Point labeling dataset excerpts

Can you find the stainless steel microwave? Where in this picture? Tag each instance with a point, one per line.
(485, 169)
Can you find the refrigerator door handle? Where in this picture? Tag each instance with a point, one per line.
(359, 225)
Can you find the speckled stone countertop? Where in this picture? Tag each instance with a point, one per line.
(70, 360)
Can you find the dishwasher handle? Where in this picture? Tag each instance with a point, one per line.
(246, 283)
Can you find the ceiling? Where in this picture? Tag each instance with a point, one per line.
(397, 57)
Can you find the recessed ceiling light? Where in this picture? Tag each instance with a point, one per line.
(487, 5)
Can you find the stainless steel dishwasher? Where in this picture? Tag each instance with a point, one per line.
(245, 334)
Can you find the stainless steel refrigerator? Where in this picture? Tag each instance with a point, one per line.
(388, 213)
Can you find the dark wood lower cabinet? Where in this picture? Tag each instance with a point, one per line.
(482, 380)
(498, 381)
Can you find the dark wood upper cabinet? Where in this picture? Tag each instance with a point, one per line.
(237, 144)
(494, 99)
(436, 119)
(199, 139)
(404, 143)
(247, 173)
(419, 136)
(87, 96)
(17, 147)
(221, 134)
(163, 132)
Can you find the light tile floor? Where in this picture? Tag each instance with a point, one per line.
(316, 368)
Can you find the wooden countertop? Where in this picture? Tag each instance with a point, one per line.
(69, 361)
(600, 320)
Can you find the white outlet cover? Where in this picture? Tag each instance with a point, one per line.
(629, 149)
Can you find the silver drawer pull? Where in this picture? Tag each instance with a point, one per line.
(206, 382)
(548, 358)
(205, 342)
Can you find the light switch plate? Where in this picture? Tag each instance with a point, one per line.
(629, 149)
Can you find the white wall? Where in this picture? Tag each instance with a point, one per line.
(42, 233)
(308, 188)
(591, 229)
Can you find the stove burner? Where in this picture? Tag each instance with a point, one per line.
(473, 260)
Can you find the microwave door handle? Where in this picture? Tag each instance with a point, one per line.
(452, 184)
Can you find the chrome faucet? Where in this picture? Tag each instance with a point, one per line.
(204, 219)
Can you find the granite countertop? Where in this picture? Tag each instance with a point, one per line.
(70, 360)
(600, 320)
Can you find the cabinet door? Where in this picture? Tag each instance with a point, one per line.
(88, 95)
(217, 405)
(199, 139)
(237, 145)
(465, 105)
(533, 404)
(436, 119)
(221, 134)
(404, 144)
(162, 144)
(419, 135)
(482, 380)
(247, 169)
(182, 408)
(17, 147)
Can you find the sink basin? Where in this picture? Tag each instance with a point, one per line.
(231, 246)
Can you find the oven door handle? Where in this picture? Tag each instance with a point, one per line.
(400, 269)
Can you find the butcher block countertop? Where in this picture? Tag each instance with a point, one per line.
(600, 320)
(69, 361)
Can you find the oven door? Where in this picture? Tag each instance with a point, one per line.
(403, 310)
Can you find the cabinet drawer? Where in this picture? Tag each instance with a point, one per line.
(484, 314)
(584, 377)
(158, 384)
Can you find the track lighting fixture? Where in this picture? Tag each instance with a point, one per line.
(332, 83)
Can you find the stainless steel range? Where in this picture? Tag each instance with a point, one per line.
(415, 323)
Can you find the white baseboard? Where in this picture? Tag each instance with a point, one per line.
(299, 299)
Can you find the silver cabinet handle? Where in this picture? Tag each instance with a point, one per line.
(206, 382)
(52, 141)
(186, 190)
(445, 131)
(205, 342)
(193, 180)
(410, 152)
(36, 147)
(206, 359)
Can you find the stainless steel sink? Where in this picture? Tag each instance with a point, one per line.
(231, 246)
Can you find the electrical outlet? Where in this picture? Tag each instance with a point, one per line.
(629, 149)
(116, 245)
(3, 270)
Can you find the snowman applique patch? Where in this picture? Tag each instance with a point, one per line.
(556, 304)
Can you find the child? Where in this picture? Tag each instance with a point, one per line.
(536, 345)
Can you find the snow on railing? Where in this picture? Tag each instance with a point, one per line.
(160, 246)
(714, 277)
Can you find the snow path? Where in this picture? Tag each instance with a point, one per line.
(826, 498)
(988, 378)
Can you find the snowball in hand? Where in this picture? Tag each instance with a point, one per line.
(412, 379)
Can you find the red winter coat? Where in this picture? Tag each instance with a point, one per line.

-- The task --
Quote, without any change, each line from the one that contains "Can you find the child?" through the end of the material.

-- Reply to the task --
Can you find the child? Where in this picture? Tag each instance with a point, one per line.
(536, 345)
Can you find the snow on railing? Where in this picture? Tag each instance with a point, one per line.
(160, 246)
(714, 277)
Can you find the snow path? Where in this picture? Tag each instance with a point, one per line.
(826, 498)
(988, 378)
Can you find the snowball in hand? Where in this picture? Tag each instance with a point, one per line.
(412, 379)
Can you find the red winter coat? Where in this picture? Tag each instance with a point, one per line.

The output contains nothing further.